Aufgaben zur Bearbeitung:
1 – Zitieren Sie aus dem Artikel über die Montagsdemos den Abschnitt, der bei „# taz.de -- Rechtsextreme“ beginnt und bei „rechts mit anzuheizen.“ endet.
2 – Führen Sie den Artikel über die rechtsextremen Montagsdemos im Anschluss an seinen letzten Satz weiter.
**** Textauszug ****
# taz.de -- Rechtsextreme Montagsdemos: Es brodelt wieder
       
       > An Montagsprotesten beteiligen sich vor allem im Osten Tausende, darunter
       > die AfD und andere Rechtsextreme. Der Verfassungsschutz ist in Sorge.
       
 (IMG) Bild: Wenig versöhnlich: Protest in Gera am Montag zum Tag der Deutschen Einheit
       
       LEIPZIG/BERLIN taz | Am Samstag will die AfD zum Protestaufschlag ausholen.
       „Preisexplosion stoppen“ lautet ihr Aufruf zur „Großen Demonstration“ in
       Berlin. Und: „Deutschland zuerst“. Auf der Bühne stehen soll die erste
       Reihe der Partei, die AfD-Vorsitzenden Tino Chrupalla und Alice Weidel. Es
       ist der Versuch der Rechtsextremen, den „Heißen Herbst“ jetzt auch ganz
       offiziell von rechts mit anzuheizen.
       
       Im Kleinen aber ist die Partei längst dabei. So demonstrierten [1][am
       Montagabend] in Gera Tausende gegen die Energie- und Russlandpolitik der
       Bundesregierung. Auf der Bühne: Björn Höcke, AfD-Frontmann in Thüringen.
       Und auch in anderen Ost-Bundesländern mischt die Partei bei den Protesten
       mit – so wie auch andere Rechtsextreme.
**** Auflistung ****
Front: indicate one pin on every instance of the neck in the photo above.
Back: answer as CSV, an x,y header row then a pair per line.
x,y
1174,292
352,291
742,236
****
**** Auflistung ****
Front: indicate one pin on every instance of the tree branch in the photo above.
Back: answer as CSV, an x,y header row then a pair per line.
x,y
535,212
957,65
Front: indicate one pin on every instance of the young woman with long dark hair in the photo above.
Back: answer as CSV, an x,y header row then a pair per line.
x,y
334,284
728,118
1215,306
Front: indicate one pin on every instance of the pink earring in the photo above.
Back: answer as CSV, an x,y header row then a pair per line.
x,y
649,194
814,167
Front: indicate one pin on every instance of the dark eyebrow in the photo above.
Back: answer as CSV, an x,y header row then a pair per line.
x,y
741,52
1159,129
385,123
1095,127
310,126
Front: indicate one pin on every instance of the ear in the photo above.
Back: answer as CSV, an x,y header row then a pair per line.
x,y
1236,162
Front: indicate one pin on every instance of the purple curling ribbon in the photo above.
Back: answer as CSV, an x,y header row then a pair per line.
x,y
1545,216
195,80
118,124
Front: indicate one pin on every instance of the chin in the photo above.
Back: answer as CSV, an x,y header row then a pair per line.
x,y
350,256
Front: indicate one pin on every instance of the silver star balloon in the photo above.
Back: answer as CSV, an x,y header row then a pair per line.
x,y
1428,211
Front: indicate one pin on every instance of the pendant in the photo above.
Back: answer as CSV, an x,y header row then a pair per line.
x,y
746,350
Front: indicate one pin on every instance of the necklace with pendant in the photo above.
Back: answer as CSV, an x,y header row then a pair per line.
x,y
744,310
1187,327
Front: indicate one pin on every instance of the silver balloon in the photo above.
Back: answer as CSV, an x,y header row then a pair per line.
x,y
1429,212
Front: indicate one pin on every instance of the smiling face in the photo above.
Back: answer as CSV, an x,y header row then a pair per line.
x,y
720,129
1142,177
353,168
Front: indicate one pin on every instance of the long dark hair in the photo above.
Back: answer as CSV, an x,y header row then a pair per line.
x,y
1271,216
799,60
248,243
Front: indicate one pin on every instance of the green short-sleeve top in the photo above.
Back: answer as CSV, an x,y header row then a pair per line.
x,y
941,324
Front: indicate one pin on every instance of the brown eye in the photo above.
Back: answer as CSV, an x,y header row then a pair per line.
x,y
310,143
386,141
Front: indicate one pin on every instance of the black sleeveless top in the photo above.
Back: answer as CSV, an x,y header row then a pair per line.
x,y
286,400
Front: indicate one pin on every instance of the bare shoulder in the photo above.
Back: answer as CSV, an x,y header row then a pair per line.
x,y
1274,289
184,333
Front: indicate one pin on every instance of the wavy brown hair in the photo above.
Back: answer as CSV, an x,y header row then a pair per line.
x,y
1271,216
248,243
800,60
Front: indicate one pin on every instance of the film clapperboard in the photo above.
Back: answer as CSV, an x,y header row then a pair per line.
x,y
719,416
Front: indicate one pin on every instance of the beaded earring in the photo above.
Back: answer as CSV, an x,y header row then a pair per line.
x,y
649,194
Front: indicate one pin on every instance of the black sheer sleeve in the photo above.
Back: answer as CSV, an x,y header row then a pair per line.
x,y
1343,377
****
Lösungen:
1 –
# taz.de -- Rechtsextreme Montagsdemos: Es brodelt wieder
       
       > An Montagsprotesten beteiligen sich vor allem im Osten Tausende, darunter
       > die AfD und andere Rechtsextreme. Der Verfassungsschutz ist in Sorge.
       
 (IMG) Bild: Wenig versöhnlich: Protest in Gera am Montag zum Tag der Deutschen Einheit
       
       LEIPZIG/BERLIN taz | Am Samstag will die AfD zum Protestaufschlag ausholen.
       „Preisexplosion stoppen“ lautet ihr Aufruf zur „Großen Demonstration“ in
       Berlin. Und: „Deutschland zuerst“. Auf der Bühne stehen soll die erste
       Reihe der Partei, die AfD-Vorsitzenden Tino Chrupalla und Alice Weidel. Es
       ist der Versuch der Rechtsextremen, den „Heißen Herbst“ jetzt auch ganz
       offiziell von rechts mit anzuheizen.

2 –
       Daneben sind aber auch viele weitere Menschen auf der Straße. So fanden am
       Montag laut einer taz-Umfrage in den Ländern allein in Sachsen 109
       Versammlungen statt, mit 32.130 Teilnehmenden, davon allein in Chemnitz
       3.400, in Bautzen 3.250 oder in Zwickau 2.940. In Thüringen waren 19
       Demonstrationen mit rund 36.000 Teilnehmern, die größten in Gera mit 9.800,
       in Altenburg mit 3.800 und Leinefelde mit 2.500. In Sachsen-Anhalt gab es
       45 Versammlungen mit 14.600 Teilnehmenden, davon 2.500 in Magdeburg.
       
       Auch in Brandenburg wurde in 35 Städten mit rund 10.500 Teilnehmenden
       demonstierten, die meisten mit 2.000 waren in Cottbus. Und in
       Mecklenburg-Vorpommern waren es 27 Aufzüge mit knapp 10.000
       Protestierenden, hier allein 3.000 in Schwerin und 1.300 in Wismar.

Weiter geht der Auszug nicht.